_作業指示_
- A) ハンセン病療養所への訪問をつづった文章では、映画「もぅ いいかい―ハンセン病と三つの法律―」の上映時間は何分とされていますか?
- B) ハンセン病と三つの法律をめぐる文章を、最後の「なぜでしょうか?」の後から書き継いでください。

「もぅ いいかい?」
2018年9月
今年でもう20年になりますが、毎年夏に東京都東村山市にある国立ハンセン病療養所多磨全生園を訪問してきました。ただ園に行くのではありません。ある友人に会うため、その友人を多くの人に紹介したいために行くのです。その友人は森元美代治(もりもと みよじ)さんという今年80歳になる男性で、ハンセン病回復者です。多磨全生園内には国立ハンセン病資料館もあり、森元さんはいつも時間をかけてガイドしてくださいます。そのインパクトのある実体験は毎回、同行者の心をとらえ、その内の何人かは必ずリピーターとなります。
数年前、森元さんから電話があり、「ぜひ、観てほしい映画があるので一緒に行かないか」と誘われました。それは二週間限定のドキュメンタリー映画で、「もぅ いいかい―ハンセン病と三つの法律―」というものでした。高橋一郎監督によって製作された映画で、上映時間143分。長さ重さとも大作で、ぜひ知ってほしい実話でもあります。
三つの法律とは「癩予防ニ関スル件」(明治40年制定)、「(旧)癩予防法」(昭和6年制定)、「(新)らい予防法」(昭和28年制定)です。明治40年の法律は、当時家を追われ、神社や寺に身を潜めていた「浮浪癩患者」の隔離政策でした。それが昭和6年に一層強化され、すべての「癩患者」の一斉隔離政策となります。その背景には医学とは無関係な国策があったと言えます。つまり日露戦争に勝利した日本は今や一等国となった。だから国の恥となる「癩患者」は隠せという法律、更に満州事変が生じた昭和6年になると、国民の体力を強化することが国策となり、「癩患者」から国民を守れ!という法律となっていくのです。予防法とは名ばかりで、極めて軍国主義的な法律の制定だったのです。私がどうしても解せないのは戦後8年も経ち、しかもハンセン病の特効薬プロミンが出回っていいたにもかかわらず、この悪法「らい予防法」が残ってしまったことです。しかもそれが1996年まで続くのです。なぜでしょうか?

(データ抜粋)
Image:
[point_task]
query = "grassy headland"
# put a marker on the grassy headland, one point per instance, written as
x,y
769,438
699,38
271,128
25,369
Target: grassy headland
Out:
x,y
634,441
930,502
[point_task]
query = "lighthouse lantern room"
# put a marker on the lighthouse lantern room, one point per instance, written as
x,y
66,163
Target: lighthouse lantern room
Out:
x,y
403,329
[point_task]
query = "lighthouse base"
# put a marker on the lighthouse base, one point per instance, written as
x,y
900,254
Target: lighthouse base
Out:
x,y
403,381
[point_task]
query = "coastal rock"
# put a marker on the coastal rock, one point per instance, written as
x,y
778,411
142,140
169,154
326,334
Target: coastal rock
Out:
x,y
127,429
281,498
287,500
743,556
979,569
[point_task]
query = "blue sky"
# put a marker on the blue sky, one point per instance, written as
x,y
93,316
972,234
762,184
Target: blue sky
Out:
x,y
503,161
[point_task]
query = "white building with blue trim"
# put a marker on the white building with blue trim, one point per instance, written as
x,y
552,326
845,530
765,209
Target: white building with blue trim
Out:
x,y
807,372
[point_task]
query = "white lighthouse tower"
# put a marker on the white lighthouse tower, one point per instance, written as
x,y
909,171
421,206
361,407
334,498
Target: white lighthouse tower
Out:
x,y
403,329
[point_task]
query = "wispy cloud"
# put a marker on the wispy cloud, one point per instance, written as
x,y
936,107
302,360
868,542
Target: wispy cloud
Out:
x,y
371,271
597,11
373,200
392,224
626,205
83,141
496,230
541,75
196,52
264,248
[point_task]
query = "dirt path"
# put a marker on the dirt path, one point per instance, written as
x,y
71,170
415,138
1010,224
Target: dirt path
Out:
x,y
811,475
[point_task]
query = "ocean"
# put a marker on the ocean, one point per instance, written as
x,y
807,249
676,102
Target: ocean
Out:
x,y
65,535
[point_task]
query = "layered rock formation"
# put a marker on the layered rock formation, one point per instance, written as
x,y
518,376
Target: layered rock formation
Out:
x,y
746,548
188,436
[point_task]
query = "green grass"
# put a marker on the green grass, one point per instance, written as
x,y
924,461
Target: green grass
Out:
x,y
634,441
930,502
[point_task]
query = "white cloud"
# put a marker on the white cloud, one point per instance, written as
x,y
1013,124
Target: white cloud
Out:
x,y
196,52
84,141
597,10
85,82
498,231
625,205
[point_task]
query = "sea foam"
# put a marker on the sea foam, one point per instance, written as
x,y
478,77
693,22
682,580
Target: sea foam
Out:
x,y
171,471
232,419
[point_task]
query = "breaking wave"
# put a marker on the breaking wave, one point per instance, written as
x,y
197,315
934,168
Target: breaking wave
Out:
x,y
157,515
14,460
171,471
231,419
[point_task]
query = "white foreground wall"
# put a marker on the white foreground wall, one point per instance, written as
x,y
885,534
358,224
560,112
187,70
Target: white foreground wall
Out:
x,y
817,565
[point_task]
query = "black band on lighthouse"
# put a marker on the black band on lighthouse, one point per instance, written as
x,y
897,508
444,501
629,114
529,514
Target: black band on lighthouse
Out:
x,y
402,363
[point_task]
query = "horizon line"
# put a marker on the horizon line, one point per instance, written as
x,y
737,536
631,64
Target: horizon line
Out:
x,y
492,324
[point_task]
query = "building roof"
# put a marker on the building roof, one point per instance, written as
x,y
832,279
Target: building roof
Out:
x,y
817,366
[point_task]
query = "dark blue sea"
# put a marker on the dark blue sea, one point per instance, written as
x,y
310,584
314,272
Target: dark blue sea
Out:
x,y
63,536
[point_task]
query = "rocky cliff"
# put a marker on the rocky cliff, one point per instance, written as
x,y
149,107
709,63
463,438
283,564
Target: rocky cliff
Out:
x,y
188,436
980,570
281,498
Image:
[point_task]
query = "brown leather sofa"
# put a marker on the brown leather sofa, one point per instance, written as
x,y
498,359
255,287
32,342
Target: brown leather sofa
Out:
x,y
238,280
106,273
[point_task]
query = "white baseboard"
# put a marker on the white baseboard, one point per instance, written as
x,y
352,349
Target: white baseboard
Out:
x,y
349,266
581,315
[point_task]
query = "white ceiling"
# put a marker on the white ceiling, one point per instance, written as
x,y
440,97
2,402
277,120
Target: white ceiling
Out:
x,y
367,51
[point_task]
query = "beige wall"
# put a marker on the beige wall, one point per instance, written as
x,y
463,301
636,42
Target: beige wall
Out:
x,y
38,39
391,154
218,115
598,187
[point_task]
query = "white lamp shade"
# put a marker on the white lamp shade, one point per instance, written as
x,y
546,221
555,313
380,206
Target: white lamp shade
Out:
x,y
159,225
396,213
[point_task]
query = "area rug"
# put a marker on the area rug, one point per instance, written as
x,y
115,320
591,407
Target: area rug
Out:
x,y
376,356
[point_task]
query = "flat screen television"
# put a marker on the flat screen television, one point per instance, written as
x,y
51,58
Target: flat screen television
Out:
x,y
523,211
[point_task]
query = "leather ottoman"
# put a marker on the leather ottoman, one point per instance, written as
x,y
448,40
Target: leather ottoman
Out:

_作業ごとの回答_
- A) 143分です。

- B)
スクリーンに大きく、「彼らが送られたのは本当に療養所だったのだろうか」という字幕が現れますが、その通りです。そこはまさに療養所ではなく、アウシュヴィッツにも似た収容所でした。強制隔離された人たちは名前を変えさせられ、故郷へ帰ることも許されませんでした。ハンセン病という理由だけで、園内でひたすら死を待つ生活を強いられたのです。「全生園とは生涯をここで全うさせるための園でした!」(森元談)。
人々の視界から消し去られ、記憶の外に追いやられ、子孫断絶を強いた断種・堕胎を強要された人たちが涙ながらに証言します。「故郷で自分はすでに死んでいることになっているため、帰りたくても帰れない。『もぅいいかい お骨になっても まぁだだよ』なのです」。
90年に及ぶ悪法の下で、いかに多くの方々が人間として扱われてこなかったか…。強い憤りと人間の狭さ、哀しさを実感させられる二時間半でした。その中でも特に私の脳裏に焼きついた証言は、「絶対隔離と国民的忘却」です。こんな酷い国策があったということを国民は忘却してきたという事実、そしてこの私も忘却しないとは限らない!という事実、それを突きつけられました。人間は忘れるのだと。
だからこれまで毎夏に多磨全生園を訪ね、森元さんから教えられてきたのです。今も入所者のほとんどが療養所で生活しています。確かに悪法はなくなりましたが、人々の偏見や差別はいつなくなるのでしょう?「もぅいいかい お骨になっても まぁだだよ」と言う社会が「もぅいいよ」と言える日はいつくるのでしょう?
森元さんと知り合った頃、全国14か所のハンセン病施設入所者数は約5000人でしたが、今年は1300人ほどになりました。故郷に帰れないままご高齢で亡くなる方々が増加しているのです。今年の夏休みには群馬県草津町のハンセン病療養所栗生楽泉園内にできた重監房資料館を訪ねました。犯した過ちを風化させないために。